● WHAT YOU SHOULD DO: Return each line from the entries below that contains the word "woman". Case matters, so ignore lines where it appears only with different capitalization.

● TASK INPUT:
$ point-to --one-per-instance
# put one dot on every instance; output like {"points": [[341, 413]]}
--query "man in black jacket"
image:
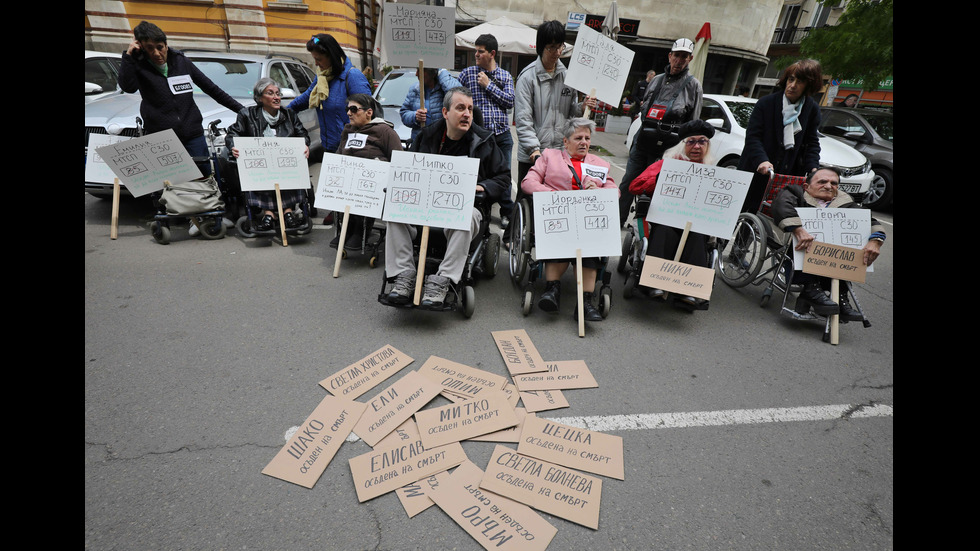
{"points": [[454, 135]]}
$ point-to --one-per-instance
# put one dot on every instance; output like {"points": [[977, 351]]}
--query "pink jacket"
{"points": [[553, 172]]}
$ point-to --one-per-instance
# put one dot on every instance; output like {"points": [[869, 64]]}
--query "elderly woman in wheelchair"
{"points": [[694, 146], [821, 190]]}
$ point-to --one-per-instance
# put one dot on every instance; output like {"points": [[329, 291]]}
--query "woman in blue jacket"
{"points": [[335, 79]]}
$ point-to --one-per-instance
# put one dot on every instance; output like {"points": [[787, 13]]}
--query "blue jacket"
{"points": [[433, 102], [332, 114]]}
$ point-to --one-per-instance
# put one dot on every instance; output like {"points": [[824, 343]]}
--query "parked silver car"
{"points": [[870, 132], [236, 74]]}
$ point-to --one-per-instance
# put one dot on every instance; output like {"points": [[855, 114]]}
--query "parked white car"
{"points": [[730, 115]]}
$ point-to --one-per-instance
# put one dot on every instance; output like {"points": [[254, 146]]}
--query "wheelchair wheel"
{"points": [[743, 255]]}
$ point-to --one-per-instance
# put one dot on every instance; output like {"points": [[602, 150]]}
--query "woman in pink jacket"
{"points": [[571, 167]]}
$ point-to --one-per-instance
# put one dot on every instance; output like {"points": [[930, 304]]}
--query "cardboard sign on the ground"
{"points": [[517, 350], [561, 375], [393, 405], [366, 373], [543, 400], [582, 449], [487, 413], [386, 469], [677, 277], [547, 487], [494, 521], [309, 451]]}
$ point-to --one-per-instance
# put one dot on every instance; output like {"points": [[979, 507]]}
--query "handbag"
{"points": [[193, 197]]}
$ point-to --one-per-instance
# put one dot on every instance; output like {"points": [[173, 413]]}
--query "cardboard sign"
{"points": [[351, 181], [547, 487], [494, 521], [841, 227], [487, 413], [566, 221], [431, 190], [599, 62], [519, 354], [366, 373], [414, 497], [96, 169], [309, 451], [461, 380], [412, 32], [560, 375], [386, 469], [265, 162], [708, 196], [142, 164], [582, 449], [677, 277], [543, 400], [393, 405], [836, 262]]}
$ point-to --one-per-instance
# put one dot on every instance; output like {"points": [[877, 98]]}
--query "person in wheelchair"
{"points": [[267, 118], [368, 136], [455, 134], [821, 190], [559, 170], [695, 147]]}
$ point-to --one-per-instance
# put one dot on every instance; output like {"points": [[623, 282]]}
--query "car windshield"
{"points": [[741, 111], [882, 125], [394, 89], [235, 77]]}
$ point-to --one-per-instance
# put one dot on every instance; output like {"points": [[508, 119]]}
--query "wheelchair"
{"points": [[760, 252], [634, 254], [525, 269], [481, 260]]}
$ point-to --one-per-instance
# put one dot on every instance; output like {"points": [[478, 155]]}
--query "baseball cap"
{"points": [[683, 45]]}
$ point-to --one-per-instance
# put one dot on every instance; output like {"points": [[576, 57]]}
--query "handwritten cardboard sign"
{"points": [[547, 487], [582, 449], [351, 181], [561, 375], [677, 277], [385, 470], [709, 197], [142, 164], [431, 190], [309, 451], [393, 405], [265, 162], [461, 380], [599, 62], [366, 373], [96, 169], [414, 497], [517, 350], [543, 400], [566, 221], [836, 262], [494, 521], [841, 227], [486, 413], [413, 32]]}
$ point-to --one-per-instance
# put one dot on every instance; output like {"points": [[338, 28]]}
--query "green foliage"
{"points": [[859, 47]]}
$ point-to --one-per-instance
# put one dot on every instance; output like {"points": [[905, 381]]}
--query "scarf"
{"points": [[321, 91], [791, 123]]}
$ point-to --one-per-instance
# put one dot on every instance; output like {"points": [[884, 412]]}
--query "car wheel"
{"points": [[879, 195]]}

---

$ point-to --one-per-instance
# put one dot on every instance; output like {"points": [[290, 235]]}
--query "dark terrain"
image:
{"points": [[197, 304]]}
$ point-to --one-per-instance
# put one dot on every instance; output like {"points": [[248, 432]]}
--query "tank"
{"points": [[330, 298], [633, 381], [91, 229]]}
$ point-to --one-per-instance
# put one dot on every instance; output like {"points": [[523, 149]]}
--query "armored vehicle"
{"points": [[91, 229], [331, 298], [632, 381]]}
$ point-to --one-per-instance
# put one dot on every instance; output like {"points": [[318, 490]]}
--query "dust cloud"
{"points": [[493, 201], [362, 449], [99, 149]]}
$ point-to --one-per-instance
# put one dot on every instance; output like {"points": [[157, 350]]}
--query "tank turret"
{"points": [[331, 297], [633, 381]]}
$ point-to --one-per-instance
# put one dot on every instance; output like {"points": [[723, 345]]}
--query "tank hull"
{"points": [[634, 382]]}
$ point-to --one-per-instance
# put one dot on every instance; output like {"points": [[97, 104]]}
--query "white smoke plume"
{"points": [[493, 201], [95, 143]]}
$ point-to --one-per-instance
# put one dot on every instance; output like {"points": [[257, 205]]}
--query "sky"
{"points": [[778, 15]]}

● TASK RESPONSE:
--query "elderly woman in wheelchair"
--query "woman in blue jacket"
--query "woman in pink jacket"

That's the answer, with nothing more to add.